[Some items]
---*---

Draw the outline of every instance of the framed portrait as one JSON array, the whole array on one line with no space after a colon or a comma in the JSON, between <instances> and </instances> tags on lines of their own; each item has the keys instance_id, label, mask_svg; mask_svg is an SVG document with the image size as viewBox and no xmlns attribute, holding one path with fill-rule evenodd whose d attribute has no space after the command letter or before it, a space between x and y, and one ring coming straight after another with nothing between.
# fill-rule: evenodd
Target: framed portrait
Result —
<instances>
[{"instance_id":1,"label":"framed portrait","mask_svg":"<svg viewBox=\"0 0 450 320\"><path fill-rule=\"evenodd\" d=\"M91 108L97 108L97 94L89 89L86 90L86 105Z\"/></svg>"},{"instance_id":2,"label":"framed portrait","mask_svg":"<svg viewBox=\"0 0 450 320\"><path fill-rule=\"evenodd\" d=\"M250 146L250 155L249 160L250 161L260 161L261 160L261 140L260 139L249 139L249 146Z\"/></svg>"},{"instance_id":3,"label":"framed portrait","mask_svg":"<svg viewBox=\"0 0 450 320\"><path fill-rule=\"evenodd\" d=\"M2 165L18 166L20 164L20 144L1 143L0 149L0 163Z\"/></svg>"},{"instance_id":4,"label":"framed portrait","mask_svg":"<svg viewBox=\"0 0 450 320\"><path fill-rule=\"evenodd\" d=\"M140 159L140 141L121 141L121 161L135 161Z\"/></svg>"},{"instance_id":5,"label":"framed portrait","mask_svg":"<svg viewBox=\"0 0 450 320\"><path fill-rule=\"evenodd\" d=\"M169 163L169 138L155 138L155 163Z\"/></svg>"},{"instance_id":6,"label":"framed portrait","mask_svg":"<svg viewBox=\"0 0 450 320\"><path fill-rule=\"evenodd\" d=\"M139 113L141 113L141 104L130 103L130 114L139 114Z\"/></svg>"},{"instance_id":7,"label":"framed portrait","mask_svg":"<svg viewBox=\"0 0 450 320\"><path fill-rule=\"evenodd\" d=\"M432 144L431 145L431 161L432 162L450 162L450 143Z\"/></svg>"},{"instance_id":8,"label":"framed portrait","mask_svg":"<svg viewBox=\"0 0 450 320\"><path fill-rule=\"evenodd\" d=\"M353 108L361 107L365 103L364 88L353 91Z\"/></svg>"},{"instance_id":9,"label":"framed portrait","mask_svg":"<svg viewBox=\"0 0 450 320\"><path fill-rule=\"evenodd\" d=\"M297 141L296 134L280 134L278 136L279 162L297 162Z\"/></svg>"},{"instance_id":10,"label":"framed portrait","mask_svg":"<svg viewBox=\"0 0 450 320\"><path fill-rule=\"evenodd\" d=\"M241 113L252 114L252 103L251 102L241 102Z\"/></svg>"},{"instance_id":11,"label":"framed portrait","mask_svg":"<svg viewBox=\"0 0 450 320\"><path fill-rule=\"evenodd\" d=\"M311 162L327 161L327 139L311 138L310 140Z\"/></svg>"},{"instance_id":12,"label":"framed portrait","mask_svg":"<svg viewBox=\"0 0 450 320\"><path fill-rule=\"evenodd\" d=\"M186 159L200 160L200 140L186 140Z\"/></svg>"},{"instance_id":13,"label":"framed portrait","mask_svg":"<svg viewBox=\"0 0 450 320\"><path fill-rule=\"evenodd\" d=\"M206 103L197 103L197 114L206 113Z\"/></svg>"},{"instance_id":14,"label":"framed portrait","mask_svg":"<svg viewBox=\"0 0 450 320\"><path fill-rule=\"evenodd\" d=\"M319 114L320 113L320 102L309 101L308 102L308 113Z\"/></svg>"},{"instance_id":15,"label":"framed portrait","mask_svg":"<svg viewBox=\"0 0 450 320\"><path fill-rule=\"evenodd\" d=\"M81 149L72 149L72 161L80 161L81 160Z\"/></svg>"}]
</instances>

---*---

Please report, copied in full, each line of the items above that contains the string "instances". Case matters, so uppercase and lowercase letters count as different.

Draw the outline of every instance of the framed portrait as one JSON array, the whole array on one line with no space after a colon or a comma in the JSON, between <instances> and </instances> tags on lines of their own; each item has the keys instance_id, label, mask_svg; mask_svg is an SVG document with the image size as viewBox and no xmlns attribute, holding one path with fill-rule evenodd whose d attribute has no space after the command letter or before it, a space between x and y, and one ring coming straight after another with nothing between.
<instances>
</instances>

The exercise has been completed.